==== RECORD EXTRACTS ====
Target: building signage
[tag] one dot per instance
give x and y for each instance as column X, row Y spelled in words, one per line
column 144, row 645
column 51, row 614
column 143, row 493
====
▸ **WRITTEN INSTRUCTION**
Render every line of the material above as a numbered list, omitting blank lines.

▸ **COMPLETE ANSWER**
1. Target: building signage
2. [tag] one dot per instance
3. give x and y for each instance as column X, row Y spelled in words, one per line
4. column 144, row 645
5. column 51, row 614
6. column 143, row 493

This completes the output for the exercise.